What you will do> For this exercise, output the line containing "[spot] the door window, one" and every line after it through the end of the records, exactly, and no other line.

Information provided>
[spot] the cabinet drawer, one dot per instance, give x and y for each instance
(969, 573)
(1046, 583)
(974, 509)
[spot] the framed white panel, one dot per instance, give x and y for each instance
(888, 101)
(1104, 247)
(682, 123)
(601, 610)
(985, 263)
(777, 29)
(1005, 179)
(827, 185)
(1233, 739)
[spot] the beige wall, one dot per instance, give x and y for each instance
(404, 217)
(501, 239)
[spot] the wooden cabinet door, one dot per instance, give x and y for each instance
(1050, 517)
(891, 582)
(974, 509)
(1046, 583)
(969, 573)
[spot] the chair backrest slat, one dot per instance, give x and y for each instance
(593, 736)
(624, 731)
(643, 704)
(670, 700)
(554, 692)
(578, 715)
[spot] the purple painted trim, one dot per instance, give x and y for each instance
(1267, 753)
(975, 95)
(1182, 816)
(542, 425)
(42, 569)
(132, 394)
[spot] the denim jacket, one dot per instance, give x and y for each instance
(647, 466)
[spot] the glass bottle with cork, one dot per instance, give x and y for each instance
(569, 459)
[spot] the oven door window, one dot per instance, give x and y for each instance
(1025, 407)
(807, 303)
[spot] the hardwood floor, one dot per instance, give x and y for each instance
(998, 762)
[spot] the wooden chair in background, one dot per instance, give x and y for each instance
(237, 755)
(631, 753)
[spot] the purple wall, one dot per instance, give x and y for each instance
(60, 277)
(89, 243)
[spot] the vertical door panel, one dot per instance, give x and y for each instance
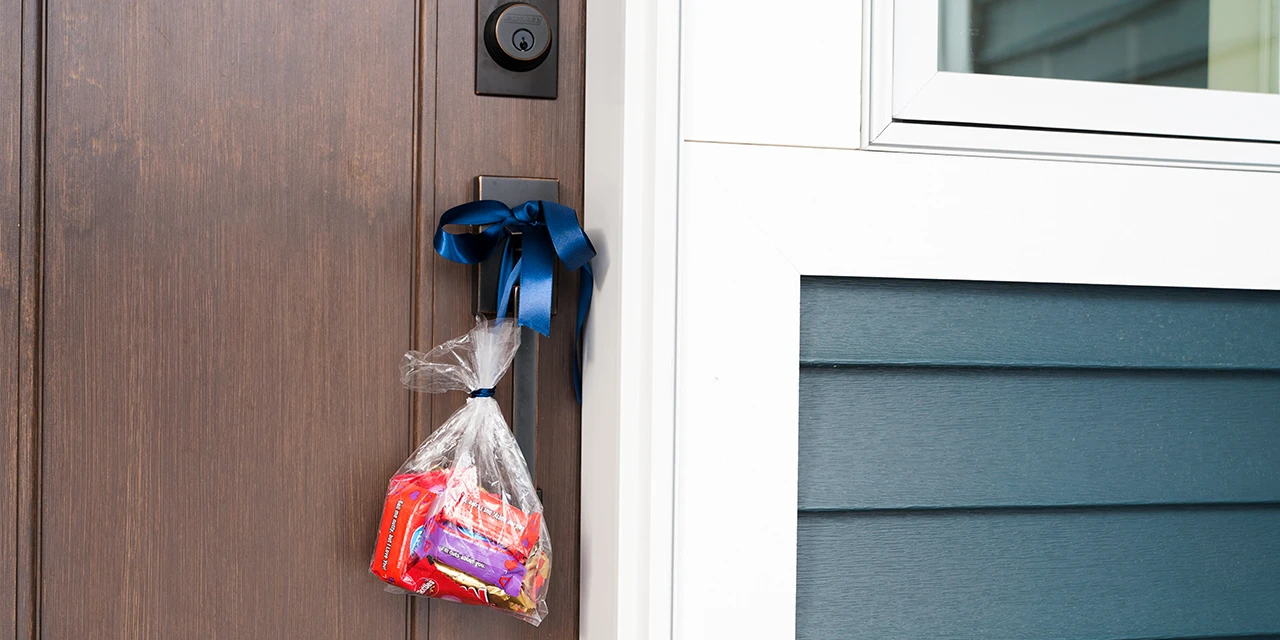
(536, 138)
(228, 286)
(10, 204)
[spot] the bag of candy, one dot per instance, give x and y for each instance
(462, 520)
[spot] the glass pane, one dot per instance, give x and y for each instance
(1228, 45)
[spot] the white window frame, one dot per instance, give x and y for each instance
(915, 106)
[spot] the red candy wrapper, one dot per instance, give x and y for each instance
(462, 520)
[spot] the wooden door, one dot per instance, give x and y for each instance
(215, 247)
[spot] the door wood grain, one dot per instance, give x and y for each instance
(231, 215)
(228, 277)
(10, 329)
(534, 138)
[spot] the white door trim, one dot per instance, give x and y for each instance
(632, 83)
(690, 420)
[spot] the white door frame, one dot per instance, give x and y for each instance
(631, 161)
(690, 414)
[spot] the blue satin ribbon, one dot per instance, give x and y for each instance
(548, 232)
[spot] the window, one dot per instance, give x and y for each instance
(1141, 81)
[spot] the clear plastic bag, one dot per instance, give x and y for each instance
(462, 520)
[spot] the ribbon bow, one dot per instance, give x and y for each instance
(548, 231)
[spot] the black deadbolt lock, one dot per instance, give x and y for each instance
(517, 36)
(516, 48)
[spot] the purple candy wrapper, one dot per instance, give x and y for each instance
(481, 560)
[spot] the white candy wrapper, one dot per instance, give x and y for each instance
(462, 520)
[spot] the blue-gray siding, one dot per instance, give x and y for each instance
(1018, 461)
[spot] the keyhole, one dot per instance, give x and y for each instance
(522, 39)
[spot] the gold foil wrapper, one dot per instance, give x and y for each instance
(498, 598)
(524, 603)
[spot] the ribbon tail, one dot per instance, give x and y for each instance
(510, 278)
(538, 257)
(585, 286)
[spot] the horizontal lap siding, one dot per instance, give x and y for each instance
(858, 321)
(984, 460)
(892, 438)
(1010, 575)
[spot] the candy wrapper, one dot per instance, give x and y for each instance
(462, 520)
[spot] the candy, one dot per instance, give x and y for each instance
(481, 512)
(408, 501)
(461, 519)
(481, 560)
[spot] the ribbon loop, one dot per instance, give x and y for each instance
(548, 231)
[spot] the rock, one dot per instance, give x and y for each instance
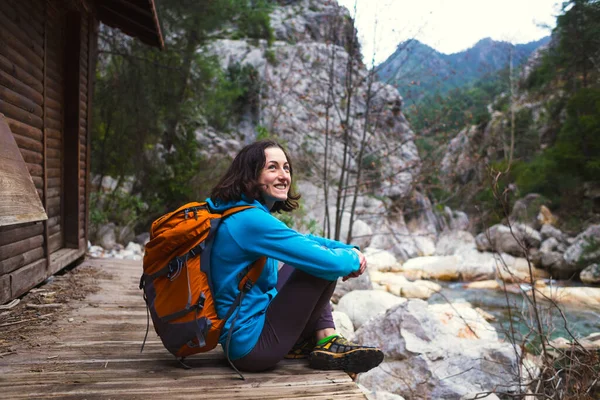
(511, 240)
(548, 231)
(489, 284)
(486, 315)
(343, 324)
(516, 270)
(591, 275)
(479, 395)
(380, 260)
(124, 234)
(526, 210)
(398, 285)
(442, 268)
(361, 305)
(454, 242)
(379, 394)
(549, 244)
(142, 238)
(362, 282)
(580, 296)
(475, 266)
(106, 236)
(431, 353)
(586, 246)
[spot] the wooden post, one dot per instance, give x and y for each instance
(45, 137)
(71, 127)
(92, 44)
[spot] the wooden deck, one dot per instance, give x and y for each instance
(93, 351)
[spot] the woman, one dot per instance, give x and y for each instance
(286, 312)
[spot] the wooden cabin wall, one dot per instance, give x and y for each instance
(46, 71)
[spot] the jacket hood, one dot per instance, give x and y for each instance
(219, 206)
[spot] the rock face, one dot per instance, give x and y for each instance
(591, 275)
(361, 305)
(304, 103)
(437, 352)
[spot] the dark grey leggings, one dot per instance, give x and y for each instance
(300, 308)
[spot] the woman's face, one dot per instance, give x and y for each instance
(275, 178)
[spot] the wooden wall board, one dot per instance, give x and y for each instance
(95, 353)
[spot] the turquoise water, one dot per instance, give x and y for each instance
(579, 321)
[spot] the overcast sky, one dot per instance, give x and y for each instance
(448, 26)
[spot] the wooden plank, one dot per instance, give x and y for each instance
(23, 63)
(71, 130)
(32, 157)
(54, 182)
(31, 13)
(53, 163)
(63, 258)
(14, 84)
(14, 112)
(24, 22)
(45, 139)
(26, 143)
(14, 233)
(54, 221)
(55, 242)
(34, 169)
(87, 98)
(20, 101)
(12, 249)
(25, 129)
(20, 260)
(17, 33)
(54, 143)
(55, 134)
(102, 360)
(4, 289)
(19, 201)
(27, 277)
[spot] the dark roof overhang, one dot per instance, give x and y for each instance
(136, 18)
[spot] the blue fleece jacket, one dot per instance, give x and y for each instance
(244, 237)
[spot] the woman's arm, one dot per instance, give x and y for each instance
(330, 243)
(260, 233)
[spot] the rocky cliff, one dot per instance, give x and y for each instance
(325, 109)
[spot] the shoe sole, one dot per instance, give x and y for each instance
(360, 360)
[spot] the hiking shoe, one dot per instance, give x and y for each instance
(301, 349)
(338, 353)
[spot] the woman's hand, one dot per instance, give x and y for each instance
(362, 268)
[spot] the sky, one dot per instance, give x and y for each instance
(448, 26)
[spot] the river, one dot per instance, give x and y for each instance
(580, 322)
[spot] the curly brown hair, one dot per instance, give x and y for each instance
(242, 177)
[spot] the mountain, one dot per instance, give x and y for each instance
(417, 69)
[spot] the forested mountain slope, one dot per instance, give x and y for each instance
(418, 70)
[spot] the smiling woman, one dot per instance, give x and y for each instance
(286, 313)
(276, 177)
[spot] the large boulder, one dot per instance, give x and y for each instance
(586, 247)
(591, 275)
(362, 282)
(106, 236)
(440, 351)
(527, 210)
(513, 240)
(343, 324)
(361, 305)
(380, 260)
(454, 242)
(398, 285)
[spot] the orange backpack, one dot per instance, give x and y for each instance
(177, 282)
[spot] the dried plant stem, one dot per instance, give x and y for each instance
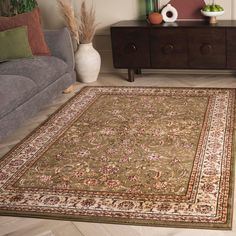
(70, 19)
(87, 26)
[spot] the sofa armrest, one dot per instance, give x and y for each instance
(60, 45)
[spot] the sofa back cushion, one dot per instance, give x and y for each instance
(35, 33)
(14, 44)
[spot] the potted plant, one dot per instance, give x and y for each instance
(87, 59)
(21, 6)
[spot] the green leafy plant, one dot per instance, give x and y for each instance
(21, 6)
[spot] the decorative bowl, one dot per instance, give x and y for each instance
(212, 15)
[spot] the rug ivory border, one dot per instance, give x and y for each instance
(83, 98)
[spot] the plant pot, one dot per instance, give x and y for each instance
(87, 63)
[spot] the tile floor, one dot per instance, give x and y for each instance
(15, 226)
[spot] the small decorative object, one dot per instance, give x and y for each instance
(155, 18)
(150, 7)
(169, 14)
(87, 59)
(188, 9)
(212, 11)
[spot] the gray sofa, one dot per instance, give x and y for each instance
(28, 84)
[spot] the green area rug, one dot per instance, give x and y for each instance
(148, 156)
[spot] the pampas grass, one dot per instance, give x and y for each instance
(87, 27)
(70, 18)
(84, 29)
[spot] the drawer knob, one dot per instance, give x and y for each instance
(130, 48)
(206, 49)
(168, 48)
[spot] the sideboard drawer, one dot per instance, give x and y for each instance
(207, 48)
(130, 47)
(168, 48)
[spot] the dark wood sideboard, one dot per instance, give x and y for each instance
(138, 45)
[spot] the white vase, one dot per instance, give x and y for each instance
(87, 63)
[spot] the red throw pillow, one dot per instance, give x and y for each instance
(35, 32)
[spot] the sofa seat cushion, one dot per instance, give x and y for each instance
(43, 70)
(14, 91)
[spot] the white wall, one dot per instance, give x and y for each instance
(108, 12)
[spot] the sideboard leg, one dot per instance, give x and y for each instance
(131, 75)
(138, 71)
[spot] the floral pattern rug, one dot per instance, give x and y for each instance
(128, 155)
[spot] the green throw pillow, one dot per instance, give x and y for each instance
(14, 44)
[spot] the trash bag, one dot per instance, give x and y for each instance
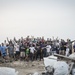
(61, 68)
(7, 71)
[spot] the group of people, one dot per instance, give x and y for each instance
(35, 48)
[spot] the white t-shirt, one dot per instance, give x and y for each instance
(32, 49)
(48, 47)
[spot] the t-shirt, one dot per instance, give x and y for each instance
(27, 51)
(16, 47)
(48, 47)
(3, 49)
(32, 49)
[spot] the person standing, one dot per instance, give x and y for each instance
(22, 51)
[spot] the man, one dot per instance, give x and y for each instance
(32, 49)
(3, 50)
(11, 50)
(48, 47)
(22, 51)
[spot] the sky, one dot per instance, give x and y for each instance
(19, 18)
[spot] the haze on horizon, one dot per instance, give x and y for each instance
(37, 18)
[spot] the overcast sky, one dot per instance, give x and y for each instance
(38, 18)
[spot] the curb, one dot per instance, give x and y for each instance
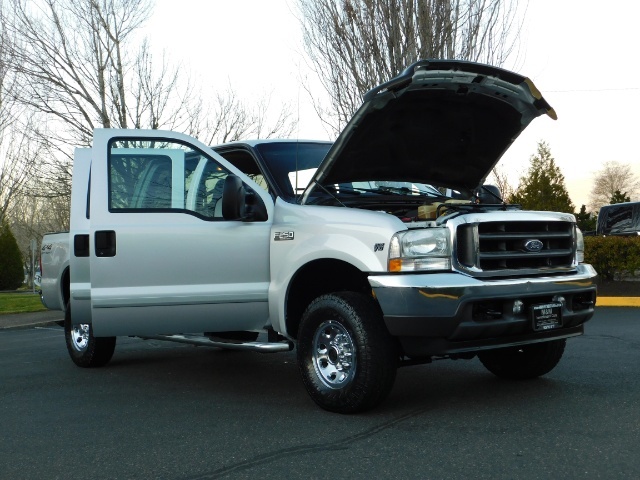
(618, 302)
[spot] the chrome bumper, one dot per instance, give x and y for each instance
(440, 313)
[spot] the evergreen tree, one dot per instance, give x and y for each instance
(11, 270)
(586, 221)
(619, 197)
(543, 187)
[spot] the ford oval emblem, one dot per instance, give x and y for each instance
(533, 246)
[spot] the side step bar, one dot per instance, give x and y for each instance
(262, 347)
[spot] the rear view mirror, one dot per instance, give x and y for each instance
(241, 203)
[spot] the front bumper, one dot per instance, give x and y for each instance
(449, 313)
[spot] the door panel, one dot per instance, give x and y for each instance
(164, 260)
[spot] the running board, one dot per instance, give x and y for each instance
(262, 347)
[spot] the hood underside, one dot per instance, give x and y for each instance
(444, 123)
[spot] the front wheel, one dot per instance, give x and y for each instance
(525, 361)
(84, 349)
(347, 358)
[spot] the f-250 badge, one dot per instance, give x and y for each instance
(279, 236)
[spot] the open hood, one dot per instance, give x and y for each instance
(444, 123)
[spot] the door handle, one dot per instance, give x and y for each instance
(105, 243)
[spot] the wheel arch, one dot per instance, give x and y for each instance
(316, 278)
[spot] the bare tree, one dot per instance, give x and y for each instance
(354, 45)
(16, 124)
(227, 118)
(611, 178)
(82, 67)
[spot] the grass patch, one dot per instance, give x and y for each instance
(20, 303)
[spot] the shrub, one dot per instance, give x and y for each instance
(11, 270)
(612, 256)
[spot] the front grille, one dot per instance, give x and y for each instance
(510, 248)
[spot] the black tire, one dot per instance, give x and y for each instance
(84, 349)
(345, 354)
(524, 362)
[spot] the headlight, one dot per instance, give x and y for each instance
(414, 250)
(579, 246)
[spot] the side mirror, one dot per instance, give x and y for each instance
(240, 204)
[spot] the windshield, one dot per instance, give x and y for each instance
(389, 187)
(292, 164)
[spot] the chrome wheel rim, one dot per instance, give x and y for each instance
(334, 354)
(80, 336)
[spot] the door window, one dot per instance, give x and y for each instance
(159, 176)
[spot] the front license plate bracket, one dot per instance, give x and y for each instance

Exercise output>
[spot] the door window, one dot per instance, give x and y for each instance
(159, 176)
[spot] the front license plate bracket, one dot per instance, give x and y for each instance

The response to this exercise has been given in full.